» Given problem
Repeat the lines below word for word, leaving out the pictures.

» Data
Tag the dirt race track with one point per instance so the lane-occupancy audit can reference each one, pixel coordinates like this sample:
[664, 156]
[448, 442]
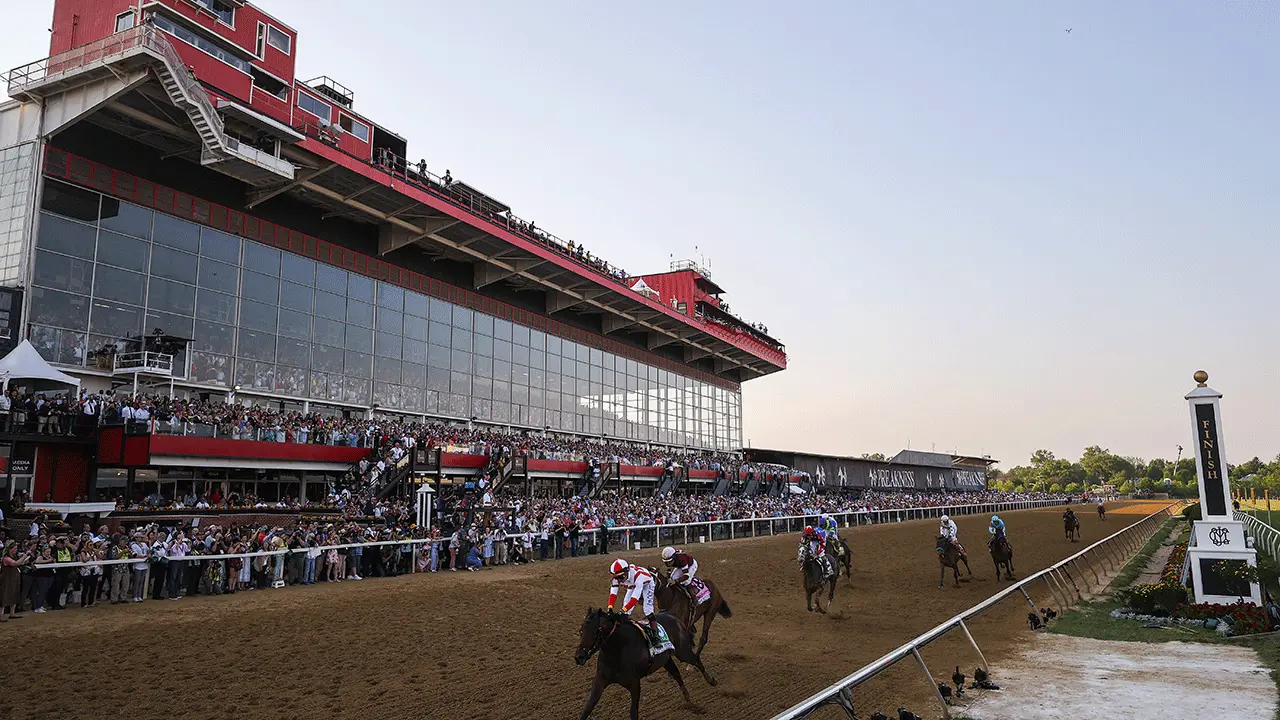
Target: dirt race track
[499, 643]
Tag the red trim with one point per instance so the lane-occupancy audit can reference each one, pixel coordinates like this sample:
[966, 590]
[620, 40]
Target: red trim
[254, 450]
[74, 169]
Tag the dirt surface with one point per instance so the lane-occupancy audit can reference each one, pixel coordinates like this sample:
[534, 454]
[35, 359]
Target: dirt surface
[1114, 679]
[499, 643]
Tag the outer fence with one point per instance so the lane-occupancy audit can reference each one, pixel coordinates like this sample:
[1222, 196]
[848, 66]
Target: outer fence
[686, 533]
[1063, 579]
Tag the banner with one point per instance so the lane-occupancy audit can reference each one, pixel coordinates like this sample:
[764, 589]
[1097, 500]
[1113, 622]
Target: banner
[831, 472]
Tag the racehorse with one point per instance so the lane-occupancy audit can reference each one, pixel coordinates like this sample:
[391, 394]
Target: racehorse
[814, 578]
[841, 554]
[950, 556]
[673, 598]
[1072, 525]
[625, 657]
[1002, 554]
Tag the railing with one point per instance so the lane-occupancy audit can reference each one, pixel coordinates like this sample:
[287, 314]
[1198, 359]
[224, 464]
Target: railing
[1063, 584]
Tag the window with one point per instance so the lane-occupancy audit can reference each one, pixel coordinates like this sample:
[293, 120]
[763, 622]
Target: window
[316, 106]
[278, 39]
[353, 126]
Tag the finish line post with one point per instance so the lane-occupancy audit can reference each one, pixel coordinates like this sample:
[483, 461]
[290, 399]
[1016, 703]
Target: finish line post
[1217, 536]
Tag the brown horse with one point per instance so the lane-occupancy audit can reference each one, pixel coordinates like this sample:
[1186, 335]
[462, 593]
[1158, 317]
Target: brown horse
[675, 598]
[1072, 525]
[950, 556]
[1002, 555]
[625, 657]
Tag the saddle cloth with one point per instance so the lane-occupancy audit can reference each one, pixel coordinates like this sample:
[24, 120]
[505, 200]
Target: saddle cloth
[702, 593]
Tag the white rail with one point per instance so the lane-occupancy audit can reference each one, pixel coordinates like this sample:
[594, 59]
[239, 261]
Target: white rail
[1056, 577]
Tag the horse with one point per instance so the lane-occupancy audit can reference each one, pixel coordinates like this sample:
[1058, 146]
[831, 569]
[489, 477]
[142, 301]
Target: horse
[625, 659]
[1072, 525]
[841, 554]
[951, 556]
[1002, 555]
[676, 600]
[814, 578]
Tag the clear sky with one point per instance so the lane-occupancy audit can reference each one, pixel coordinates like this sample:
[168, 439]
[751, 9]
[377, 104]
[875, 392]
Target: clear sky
[973, 229]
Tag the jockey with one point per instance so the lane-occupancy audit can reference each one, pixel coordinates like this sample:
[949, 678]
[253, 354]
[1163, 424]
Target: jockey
[639, 584]
[996, 529]
[947, 529]
[682, 568]
[817, 545]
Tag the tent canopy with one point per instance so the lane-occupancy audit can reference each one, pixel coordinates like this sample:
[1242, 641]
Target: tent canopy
[24, 363]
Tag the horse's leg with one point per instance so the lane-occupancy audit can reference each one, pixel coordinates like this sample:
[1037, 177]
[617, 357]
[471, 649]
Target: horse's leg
[593, 697]
[675, 675]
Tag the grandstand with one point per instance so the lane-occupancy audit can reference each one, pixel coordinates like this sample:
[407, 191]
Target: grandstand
[182, 215]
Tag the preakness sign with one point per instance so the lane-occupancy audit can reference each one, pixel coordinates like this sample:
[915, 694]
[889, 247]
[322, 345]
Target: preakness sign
[831, 472]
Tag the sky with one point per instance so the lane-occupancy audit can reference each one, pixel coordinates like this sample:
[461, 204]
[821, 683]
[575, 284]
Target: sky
[973, 229]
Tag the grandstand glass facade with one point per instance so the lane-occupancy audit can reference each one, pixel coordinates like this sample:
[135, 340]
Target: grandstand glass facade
[283, 326]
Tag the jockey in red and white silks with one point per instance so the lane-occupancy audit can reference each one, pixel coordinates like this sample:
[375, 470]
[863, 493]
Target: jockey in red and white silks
[639, 584]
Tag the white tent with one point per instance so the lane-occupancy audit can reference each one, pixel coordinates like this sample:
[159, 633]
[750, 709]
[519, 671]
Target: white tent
[24, 363]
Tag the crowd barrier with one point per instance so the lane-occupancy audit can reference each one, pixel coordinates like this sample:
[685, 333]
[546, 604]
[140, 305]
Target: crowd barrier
[681, 533]
[1064, 580]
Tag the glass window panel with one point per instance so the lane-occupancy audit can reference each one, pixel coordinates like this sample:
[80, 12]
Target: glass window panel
[215, 306]
[360, 338]
[332, 279]
[415, 351]
[214, 337]
[293, 352]
[71, 201]
[257, 315]
[438, 379]
[60, 309]
[462, 340]
[126, 218]
[60, 272]
[388, 346]
[329, 332]
[415, 304]
[291, 381]
[359, 364]
[260, 287]
[123, 251]
[415, 328]
[391, 296]
[219, 246]
[414, 376]
[263, 259]
[219, 276]
[64, 236]
[173, 324]
[387, 369]
[256, 345]
[176, 233]
[301, 270]
[295, 324]
[174, 265]
[170, 296]
[330, 305]
[210, 368]
[327, 359]
[359, 287]
[115, 319]
[120, 286]
[360, 313]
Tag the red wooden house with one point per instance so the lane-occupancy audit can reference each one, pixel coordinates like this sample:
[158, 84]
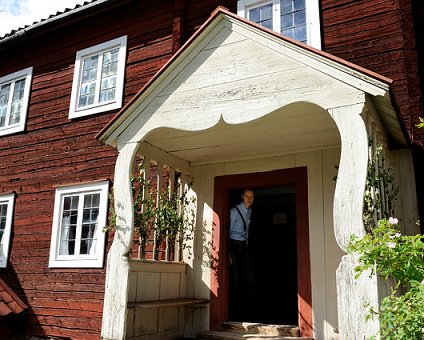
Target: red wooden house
[281, 96]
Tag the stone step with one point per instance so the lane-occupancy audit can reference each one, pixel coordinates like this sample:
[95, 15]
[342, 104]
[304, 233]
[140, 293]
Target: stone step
[252, 331]
[260, 328]
[225, 335]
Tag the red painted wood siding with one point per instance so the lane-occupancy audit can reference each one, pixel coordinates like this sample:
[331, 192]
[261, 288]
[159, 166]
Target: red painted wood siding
[57, 151]
[379, 36]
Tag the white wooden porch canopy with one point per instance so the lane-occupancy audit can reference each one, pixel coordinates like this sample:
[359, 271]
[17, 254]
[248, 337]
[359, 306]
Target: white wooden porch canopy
[236, 91]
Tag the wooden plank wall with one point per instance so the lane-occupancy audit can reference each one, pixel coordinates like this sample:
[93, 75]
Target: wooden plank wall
[56, 151]
[379, 36]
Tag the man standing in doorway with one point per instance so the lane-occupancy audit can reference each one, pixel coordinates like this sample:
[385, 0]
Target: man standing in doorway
[242, 279]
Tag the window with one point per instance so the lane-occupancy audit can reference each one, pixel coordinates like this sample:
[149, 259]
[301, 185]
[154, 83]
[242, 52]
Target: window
[14, 97]
[6, 213]
[80, 213]
[297, 19]
[98, 78]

» Task solution
Tag the dirt race track with one point per instance so the lane-occupancy audit can reference each one, pixel coordinates like this sample:
[664, 156]
[448, 442]
Target: dirt race track
[499, 643]
Tag the red trim with one point per instance so the lane-occupancy audit can reference each one, pixel coordinates like this sample:
[966, 590]
[620, 40]
Target: red trim
[254, 450]
[74, 169]
Tag the dirt surface with one point per instance so the lane-occupancy audit can reference each one, pixel coordinates like this sample:
[534, 454]
[35, 359]
Target: dirt surface
[1114, 679]
[499, 643]
Tag the outer fence with one point per instance so the lane-occupancy audit can reference each one, pixel coordinates like this sample:
[1222, 196]
[848, 66]
Target: outer fence
[686, 533]
[1063, 579]
Tag the banner with one point per instance so the lane-occupancy audit can reference each one, pixel coordinates like this sample:
[764, 589]
[1097, 500]
[1113, 622]
Target: banner
[831, 472]
Tag the racehorse with one point per instance so the lane-occupancy audit can reference each one, pixel coordinates like this sample:
[391, 394]
Target: racehorse
[814, 578]
[841, 554]
[950, 556]
[673, 598]
[1072, 525]
[625, 657]
[1002, 554]
Tag the railing with one point per instance so the lane-occupancy audit can reference each one, pixel coordinates like this sample:
[287, 314]
[1198, 359]
[224, 464]
Target: railing
[1063, 584]
Tag the window with one point per instance so the lane-occupancy audit can reference each one, pixel coordinates like this sample:
[293, 120]
[763, 622]
Target: window
[316, 106]
[278, 39]
[353, 126]
Tag the finish line post with one point per instance so the lane-occupancy audit can reference each one, pixel coordinates like this sample:
[483, 461]
[290, 399]
[1016, 703]
Target: finish line post
[1217, 536]
Tag the brown horse with one point per instance so the lane-occupancy audit can reference each one, pixel coordinates like this sample:
[1186, 335]
[462, 593]
[1158, 317]
Target: brown horse
[675, 598]
[1072, 525]
[950, 556]
[1002, 555]
[625, 657]
Tag the saddle cloth with one point per instance so the lane-occupancy audit can reference each one, pixel coordinates like this sample:
[24, 120]
[505, 200]
Target: saddle cloth
[702, 593]
Tag the white rail with one point per instance so the lane-occupancy audit can reference each one, pixel coordinates like this sample:
[594, 59]
[239, 261]
Target: white rail
[1056, 577]
Tag the horse with one point per instance so the lane-occupancy audit can reference each one, pixel coordinates like this sample:
[1058, 146]
[831, 569]
[489, 477]
[142, 301]
Target: horse
[625, 659]
[1072, 525]
[841, 554]
[951, 556]
[1002, 555]
[676, 600]
[814, 578]
Tag the clear sky with one point per instance so the lane-occupancy audit can reference each one, pixel coordinates like this sample:
[168, 439]
[751, 9]
[377, 104]
[875, 392]
Target: clear sky
[973, 229]
Tag the jockey with one point per instance so the lane-occupancy audit can reference each one, pixel coordinates like this sample:
[949, 678]
[253, 354]
[1163, 424]
Target: jockey
[639, 584]
[996, 529]
[947, 529]
[682, 568]
[817, 545]
Tag the tent canopy with one point per instance so the lane-occupancy audit can reference each one, pixel coordinates like this sample:
[1242, 641]
Target: tent canopy
[24, 363]
Tag the horse's leg with one point per instance so the lane-occupancy audit can reference each one, pixel coordinates like this sample:
[1037, 177]
[617, 357]
[471, 649]
Target: horse's leg
[593, 697]
[675, 675]
Tag the grandstand with one point per instance so the lane-occupancy audit can reference each one, pixel coordinates like this sample:
[407, 191]
Target: grandstand
[182, 215]
Tag the preakness sign with one point per instance so the lane-occupancy audit can reference each one, pixel coordinates like this sample:
[915, 694]
[889, 247]
[322, 345]
Target: preakness sign
[831, 472]
Tag the sky with one point per instance so the lane-occupancy audit can reference each one, pixel coordinates like this sample:
[461, 204]
[821, 683]
[575, 284]
Target: sky
[973, 229]
Tag the grandstand glass facade with one point per instance so the lane-occupancy audit can reference each one, pixel coordinates like this sample:
[135, 340]
Target: grandstand glass facade
[283, 326]
Tag the jockey in red and white silks with one point per instance so the lane-occupancy audit can reference each one, pixel coordinates like this sample:
[375, 470]
[863, 493]
Target: jockey in red and white silks
[639, 584]
Tag the white tent with one point per instance so the lane-occupancy audit can reference each one, pixel coordinates like this sample:
[159, 633]
[750, 709]
[519, 671]
Target: white tent
[24, 363]
Tag the crowd barrier with one point per instance so the lane-occupancy audit can reference each one, pixel coordinates like this sample:
[685, 333]
[546, 604]
[140, 305]
Target: crowd barrier
[681, 533]
[1064, 580]
Tag the glass window panel with one point per instance so the lane-occupancy audit can reference each one, pixel coordinates like this sample:
[80, 12]
Target: glass window panel
[215, 306]
[360, 338]
[332, 279]
[415, 351]
[214, 337]
[293, 352]
[71, 201]
[257, 315]
[438, 379]
[60, 309]
[462, 340]
[126, 218]
[60, 272]
[388, 346]
[329, 332]
[415, 304]
[291, 381]
[359, 364]
[260, 287]
[123, 251]
[415, 328]
[391, 296]
[219, 246]
[414, 376]
[263, 259]
[219, 276]
[64, 236]
[173, 324]
[387, 369]
[256, 345]
[176, 233]
[301, 270]
[295, 324]
[174, 265]
[170, 296]
[330, 305]
[210, 368]
[327, 359]
[359, 287]
[115, 319]
[120, 286]
[360, 313]
Tag the red wooden house with one point per instance so the lane-occupancy audit can reference each one, pixel coordinates like this sample:
[158, 84]
Target: red wooden house
[281, 96]
Tag the stone step with one point per instance so the lane-occupancy audit can reference each one, pixel coordinates like this sample:
[95, 15]
[342, 104]
[304, 233]
[140, 293]
Target: stone step
[252, 331]
[260, 328]
[225, 335]
Tag the red painted wood siding with one point per instance so the lane-occupancy audit can reference each one, pixel coordinates like this sample:
[331, 192]
[261, 288]
[159, 166]
Target: red painted wood siding
[57, 151]
[379, 36]
Tag the white wooden porch canopy with one point per instance so the lane-occupancy audit can reference each one, pixel coordinates like this sample:
[359, 271]
[17, 254]
[248, 337]
[359, 306]
Target: white wooden porch canopy
[236, 91]
Tag the wooden plank wall with one point per instance so the lane-occupancy audit can reference each one, pixel coordinates like this sample:
[93, 75]
Target: wooden plank wall
[56, 151]
[379, 36]
Tag the man standing in doorway with one point per instance so the lane-occupancy audit can reference each one, pixel coordinates like this sample:
[385, 0]
Target: man standing in doorway
[242, 279]
Tag the window with one point per instance so the lane-occupancy audit can reference each one, pixel coordinates like this sample:
[149, 259]
[301, 185]
[154, 83]
[242, 52]
Target: window
[14, 97]
[6, 213]
[80, 213]
[297, 19]
[98, 78]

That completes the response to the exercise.